• WORK INSTRUCTIONS:
1. In the film review, why does the fight become one the viewer is invested in? Answer in one to three sentences.
2. Proceed with the film review, picking up right after its final sentence.

• DOCUMENT:
What I’m saying is that while big blockbusters get most of the attention there’s a lot of fun to be had at the other end of the spectrum where little guys take down big threats for good causes.
Joe Braven (Jason Momoa) is a simple man leading a happy life as a husband, a father, and the head of a logging company. His dad (Stephen Lang) lives with them too, and in an effort to talk to the old man about his worsening memory problems father and son head to a remote cabin for a few days of relaxation and conversation. Someone else got there first, though, leaving a stash of drugs behind, and when they return for their illicit product they’re not too keen on Joe and Linden remaining alive as witnesses. Thrust into a fight he didn’t choose, Joe is forced to defend his family anyway he can. And yes, of course that includes knives, arrows, and a flaming hatchet.
Like I said, nice and simple, and director Lin Oeding and the script (by Michael Nilon and Thomas Pa’a Sibbett) ensure that straightforward plot is a strength. We’re given just enough — more than enough — character work to show us that Joe and his family are good people, and with our affection firmly on their side the ensuing fight becomes one we’re invested in. The film’s split pretty evenly with its first half focused on character, setup, and building tension, but once the first body hits the snow things remain in high gear until the end.

• ITEMS:
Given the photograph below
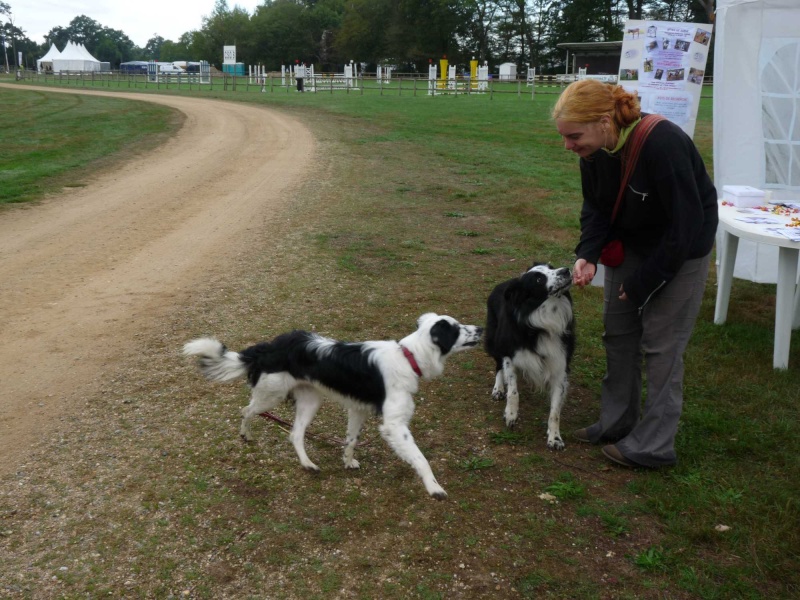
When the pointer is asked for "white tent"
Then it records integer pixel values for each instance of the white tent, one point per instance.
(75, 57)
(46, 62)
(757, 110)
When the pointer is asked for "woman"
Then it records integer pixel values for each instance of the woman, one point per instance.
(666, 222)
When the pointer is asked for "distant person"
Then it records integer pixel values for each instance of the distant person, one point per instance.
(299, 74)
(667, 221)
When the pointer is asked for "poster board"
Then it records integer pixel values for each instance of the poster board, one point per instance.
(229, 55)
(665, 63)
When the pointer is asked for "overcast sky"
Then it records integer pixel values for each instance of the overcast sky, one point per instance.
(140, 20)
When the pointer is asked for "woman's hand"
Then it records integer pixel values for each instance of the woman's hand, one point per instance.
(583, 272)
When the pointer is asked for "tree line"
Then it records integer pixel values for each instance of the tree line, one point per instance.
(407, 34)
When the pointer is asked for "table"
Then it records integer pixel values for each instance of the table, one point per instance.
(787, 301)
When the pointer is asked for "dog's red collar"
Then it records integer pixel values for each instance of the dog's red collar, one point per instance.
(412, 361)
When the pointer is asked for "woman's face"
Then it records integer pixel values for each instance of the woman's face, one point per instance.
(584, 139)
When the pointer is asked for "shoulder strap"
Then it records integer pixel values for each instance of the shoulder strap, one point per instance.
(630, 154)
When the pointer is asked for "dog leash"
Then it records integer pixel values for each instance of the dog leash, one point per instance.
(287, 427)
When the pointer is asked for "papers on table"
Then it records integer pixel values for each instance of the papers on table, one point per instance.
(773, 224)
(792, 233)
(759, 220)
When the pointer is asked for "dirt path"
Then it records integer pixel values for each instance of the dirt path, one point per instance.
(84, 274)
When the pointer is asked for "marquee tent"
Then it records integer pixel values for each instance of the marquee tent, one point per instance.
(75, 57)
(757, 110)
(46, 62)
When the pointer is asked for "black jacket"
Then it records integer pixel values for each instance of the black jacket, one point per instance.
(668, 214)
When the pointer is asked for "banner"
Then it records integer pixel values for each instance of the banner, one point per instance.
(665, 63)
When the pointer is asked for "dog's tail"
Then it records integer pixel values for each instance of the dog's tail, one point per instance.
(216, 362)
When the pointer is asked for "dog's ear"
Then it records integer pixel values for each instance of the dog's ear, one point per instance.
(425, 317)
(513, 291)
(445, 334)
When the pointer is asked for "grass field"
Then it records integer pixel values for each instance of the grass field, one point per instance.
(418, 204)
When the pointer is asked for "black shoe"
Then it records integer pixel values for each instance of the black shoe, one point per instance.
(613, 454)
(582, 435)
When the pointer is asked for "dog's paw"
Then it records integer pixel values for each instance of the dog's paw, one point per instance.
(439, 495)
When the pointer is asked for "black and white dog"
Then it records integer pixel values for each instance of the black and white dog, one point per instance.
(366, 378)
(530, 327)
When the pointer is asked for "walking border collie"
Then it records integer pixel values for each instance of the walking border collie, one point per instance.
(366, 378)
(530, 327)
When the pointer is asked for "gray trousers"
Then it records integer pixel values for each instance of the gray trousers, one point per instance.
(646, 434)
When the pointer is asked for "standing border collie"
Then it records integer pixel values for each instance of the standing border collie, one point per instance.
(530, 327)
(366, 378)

• ANSWERS BELOW:
1. The film gives enough character work to show that Joe and his family are good people. With the viewer's affection firmly on their side, the fight that follows is one the viewer cares about.

2.
That snow is a big part of the attraction as the wintry landscape of Newfoundland offers an unusual and beautiful backdrop for the action, and the cold comes through the screen leaving viewers with sympathy shivers after Joe takes an unplanned ice water dip. Cinematographer Brian Andrew Mendoza keeps the entirety looking good as daylight action from brawls to gun play are presented clear and bright for our viewing pleasure. Fights are well-choreographed and exude style with the aforementioned fiery hatchet followed with a deadly dousing of hooch being just one of the highlights.
In addition to being likable the family is also highly capable with both Joe’s wife and daughter playing a positive role in the action, and the enemy is equally charismatic thanks mostly to the presence of Garrett Dillahunt as the big bad. It’s great seeing him breathe life into an asshole again after his recent string of nice guys. Momoa meanwhile flexes his winning personality over and over leaving viewers hopeful that his Justice League adventures will continue to leave openings for smaller (and better?) romps too.
Braven is a solid action picture that never tries to overstep its bounds or abilities — well, some green screen gibberish during the climax doesn’t do anyone any favors, but it’s forgivable — and in a world overflowing with big movies heavy on CG and light on charm it’s more than enough.
Braven opens today in limited theatrical release and On Demand.